> [TASK BRIEF] Please lay out every one of the records below as a two-column CSV with the headers text and answer, one row per record. Put the record's text and its answer each in a single double-quoted field, with line breaks turned into spaces.

(Pointing and labeling entries)

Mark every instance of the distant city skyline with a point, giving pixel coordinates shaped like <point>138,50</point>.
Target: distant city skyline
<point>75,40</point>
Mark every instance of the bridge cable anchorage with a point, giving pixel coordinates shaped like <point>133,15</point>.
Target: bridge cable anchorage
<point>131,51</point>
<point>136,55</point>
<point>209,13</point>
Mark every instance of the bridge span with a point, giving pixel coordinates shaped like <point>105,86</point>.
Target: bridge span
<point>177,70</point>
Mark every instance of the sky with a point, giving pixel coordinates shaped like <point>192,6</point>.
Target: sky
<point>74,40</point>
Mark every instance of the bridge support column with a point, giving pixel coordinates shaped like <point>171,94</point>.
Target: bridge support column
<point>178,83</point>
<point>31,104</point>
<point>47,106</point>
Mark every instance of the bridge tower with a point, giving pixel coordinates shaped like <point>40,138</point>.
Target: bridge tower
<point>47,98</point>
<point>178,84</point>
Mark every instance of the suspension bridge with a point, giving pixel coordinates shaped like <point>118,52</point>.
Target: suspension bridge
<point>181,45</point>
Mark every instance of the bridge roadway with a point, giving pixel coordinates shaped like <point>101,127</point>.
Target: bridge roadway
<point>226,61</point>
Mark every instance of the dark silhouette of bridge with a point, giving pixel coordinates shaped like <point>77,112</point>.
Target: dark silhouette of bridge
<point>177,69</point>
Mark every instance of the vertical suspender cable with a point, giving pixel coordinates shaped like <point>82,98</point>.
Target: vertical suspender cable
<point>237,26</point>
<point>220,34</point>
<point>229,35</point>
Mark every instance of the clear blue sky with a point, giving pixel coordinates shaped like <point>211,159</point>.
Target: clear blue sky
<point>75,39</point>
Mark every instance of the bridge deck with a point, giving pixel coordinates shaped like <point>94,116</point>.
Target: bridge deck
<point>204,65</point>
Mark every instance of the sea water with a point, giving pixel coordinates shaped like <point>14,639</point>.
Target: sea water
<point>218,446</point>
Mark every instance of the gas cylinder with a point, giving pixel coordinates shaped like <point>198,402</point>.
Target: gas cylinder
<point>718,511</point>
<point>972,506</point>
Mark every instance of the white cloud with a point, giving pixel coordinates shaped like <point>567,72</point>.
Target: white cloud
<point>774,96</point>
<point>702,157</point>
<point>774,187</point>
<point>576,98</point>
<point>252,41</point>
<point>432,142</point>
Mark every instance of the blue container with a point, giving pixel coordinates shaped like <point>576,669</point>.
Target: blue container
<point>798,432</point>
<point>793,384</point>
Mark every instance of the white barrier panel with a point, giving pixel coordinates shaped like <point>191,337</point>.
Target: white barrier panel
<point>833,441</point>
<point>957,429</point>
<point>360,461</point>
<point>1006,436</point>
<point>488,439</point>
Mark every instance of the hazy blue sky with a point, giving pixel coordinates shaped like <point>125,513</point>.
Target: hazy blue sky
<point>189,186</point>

> [WRITTEN RESPONSE]
text,answer
"Mark every instance of the distant city skyline with a point, giving pixel coordinates shaped like <point>138,50</point>. Target: distant city skyline","<point>75,40</point>"
"Mark every instance of the bridge cable anchorage with a point, giving pixel coordinates shaped like <point>133,15</point>. Target: bridge cable anchorage","<point>131,51</point> <point>136,55</point> <point>209,13</point>"
"Mark every instance of the bridge span with a point, giving pixel coordinates shaped like <point>105,86</point>. Target: bridge span","<point>177,70</point>"
"Mark every instance of the sky with a point, giving pixel coordinates shaped like <point>192,6</point>. Target: sky","<point>74,40</point>"
"Mark every instance of the bridge support column with a point, giving pixel coordinates shaped like <point>171,94</point>. Target: bridge support column","<point>178,83</point> <point>31,104</point> <point>47,106</point>"
"Mark every instance of the bridge tower with a point, giving pixel coordinates shaped like <point>40,138</point>. Target: bridge tower","<point>47,98</point> <point>178,84</point>"
"Mark every instance of the suspension bridge with a point, giving pixel coordinates shaped like <point>118,52</point>. Target: suspension bridge","<point>181,45</point>"
"Mark every instance of the bridge roadway with a point, giving pixel coordinates shaped like <point>101,127</point>. Target: bridge roadway","<point>226,61</point>"
"Mark every instance of the dark silhouette of bridge with a point, giving pixel coordinates shaped like <point>77,112</point>. Target: dark silhouette of bridge","<point>177,69</point>"
"Mark every instance of the vertical suspender cable with a point, giving pixel coordinates shaped like <point>82,98</point>. Target: vertical suspender cable","<point>237,26</point> <point>220,34</point> <point>229,35</point>"
"Mark every instance of the clear blue sky with a point, giving pixel coordinates shaped like <point>211,159</point>. Target: clear blue sky","<point>75,39</point>"
"Mark every instance of the bridge deck with a point, giving pixel coordinates shaped like <point>94,116</point>. Target: bridge deck","<point>204,65</point>"
"Mark every instance of the sea water with a point, giving pixel coordinates shaped like <point>14,639</point>. Target: sea water","<point>218,446</point>"
"Mark every instance of the gas cylinder with a point, giving pixel coordinates shaped like <point>198,402</point>. Target: gas cylinder","<point>718,511</point> <point>972,506</point>"
"Mark every instance of the white cloud with a point, giving pixel coordinates shaped like <point>567,72</point>. Target: white cloud","<point>774,96</point> <point>702,157</point> <point>774,187</point> <point>576,98</point> <point>252,41</point> <point>432,142</point>"
"Mark every instance of the blue container with a point, giving pixel coordinates shaped like <point>576,669</point>. Target: blue container","<point>798,432</point> <point>793,384</point>"
"Mark every instance of the white barrier panel with a point, giving pixel coordinates shaped like <point>191,337</point>. Target: white barrier panel","<point>833,441</point> <point>957,429</point> <point>360,461</point> <point>1006,436</point> <point>488,439</point>"
"Mark every instance of the hazy blue sky with a point, giving pixel coordinates shaped like <point>125,513</point>. Target: hazy blue sky","<point>189,186</point>"